- TASK TO CARRY OUT -
In the data below, rewrite the lines from the one containing "Mark the white cloud, one point per instance." through the end of the data, replacing "burial mound" with "tumulus" and keeping everything else unchanged. Return only those lines, without the pictures.

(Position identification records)
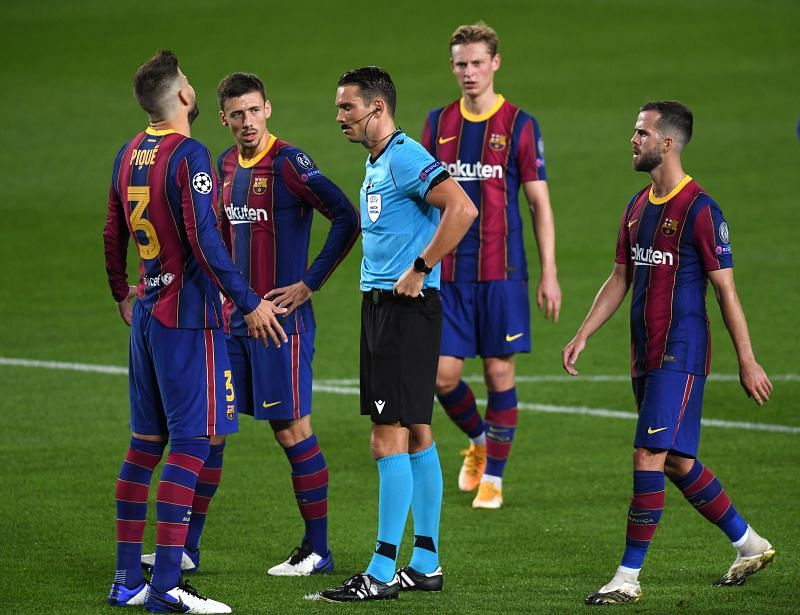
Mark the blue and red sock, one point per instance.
(459, 404)
(394, 500)
(644, 514)
(704, 491)
(207, 485)
(426, 508)
(501, 424)
(310, 483)
(174, 505)
(133, 486)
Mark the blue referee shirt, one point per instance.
(396, 220)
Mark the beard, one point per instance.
(195, 111)
(647, 162)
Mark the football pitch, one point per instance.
(582, 68)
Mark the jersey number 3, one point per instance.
(140, 197)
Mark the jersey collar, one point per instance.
(660, 201)
(254, 161)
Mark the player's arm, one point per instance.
(116, 236)
(326, 197)
(458, 213)
(198, 197)
(548, 291)
(607, 301)
(753, 378)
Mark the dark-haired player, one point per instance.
(672, 241)
(412, 214)
(270, 190)
(491, 147)
(163, 193)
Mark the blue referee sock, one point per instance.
(426, 507)
(394, 500)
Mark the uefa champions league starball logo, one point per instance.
(201, 182)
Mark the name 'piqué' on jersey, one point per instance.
(163, 194)
(671, 243)
(266, 210)
(397, 221)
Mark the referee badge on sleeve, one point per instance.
(373, 206)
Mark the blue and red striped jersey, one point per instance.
(671, 243)
(163, 193)
(266, 211)
(491, 156)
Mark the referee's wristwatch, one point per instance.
(420, 266)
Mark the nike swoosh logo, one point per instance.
(170, 607)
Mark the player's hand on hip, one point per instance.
(290, 297)
(125, 306)
(548, 296)
(570, 354)
(755, 382)
(410, 283)
(263, 324)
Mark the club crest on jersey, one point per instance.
(373, 206)
(670, 227)
(202, 183)
(497, 142)
(259, 185)
(724, 235)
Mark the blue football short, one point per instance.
(489, 319)
(180, 380)
(273, 383)
(670, 405)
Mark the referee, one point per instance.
(412, 214)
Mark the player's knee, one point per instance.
(498, 374)
(649, 459)
(677, 466)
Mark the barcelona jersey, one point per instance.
(266, 209)
(669, 245)
(491, 156)
(163, 194)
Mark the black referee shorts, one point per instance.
(400, 339)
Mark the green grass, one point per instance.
(582, 68)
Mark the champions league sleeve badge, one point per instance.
(374, 206)
(201, 182)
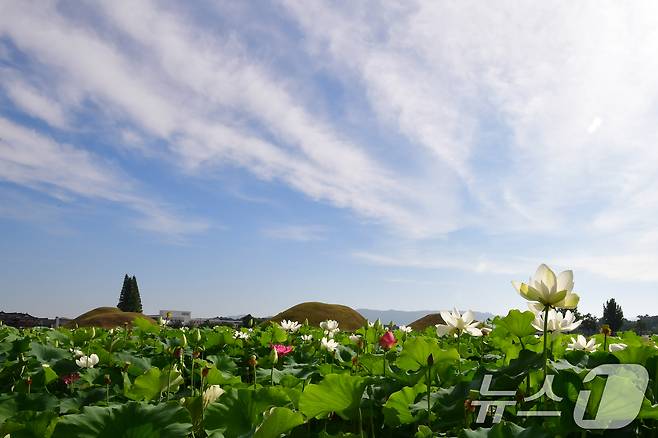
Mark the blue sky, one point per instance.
(246, 156)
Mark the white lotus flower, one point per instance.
(87, 361)
(329, 344)
(456, 324)
(545, 289)
(290, 326)
(616, 347)
(240, 335)
(211, 394)
(581, 343)
(557, 322)
(355, 338)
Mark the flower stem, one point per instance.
(545, 341)
(459, 352)
(429, 389)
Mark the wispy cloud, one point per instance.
(63, 171)
(300, 233)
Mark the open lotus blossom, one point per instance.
(240, 335)
(387, 341)
(290, 326)
(211, 394)
(87, 361)
(355, 338)
(330, 327)
(616, 347)
(557, 322)
(581, 343)
(329, 344)
(545, 289)
(456, 324)
(282, 350)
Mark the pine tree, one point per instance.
(125, 292)
(129, 300)
(613, 315)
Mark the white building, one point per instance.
(176, 315)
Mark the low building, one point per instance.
(181, 316)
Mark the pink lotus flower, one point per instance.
(387, 341)
(282, 350)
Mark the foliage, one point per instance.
(157, 381)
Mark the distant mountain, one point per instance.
(407, 316)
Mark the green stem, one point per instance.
(169, 380)
(459, 352)
(192, 375)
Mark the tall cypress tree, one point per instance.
(613, 315)
(135, 299)
(125, 293)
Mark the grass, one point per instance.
(106, 317)
(315, 312)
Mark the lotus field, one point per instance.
(522, 374)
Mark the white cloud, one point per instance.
(182, 84)
(33, 101)
(38, 162)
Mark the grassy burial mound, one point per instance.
(427, 321)
(348, 318)
(106, 317)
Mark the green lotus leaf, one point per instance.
(238, 412)
(278, 421)
(130, 420)
(339, 393)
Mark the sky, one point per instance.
(242, 157)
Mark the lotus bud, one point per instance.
(387, 341)
(252, 361)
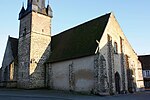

- REPLY TO THE EXERCISE -
Mark the white cloud, one point per instance.
(182, 84)
(33, 101)
(38, 162)
Mark the grassy tumulus, one point per instance.
(427, 321)
(348, 318)
(106, 317)
Mark the green lotus leaf, one point per instance.
(238, 412)
(278, 421)
(130, 420)
(339, 393)
Mark the sky, one point per instance.
(242, 157)
Mark the lotus bud, one point per instance.
(387, 341)
(252, 361)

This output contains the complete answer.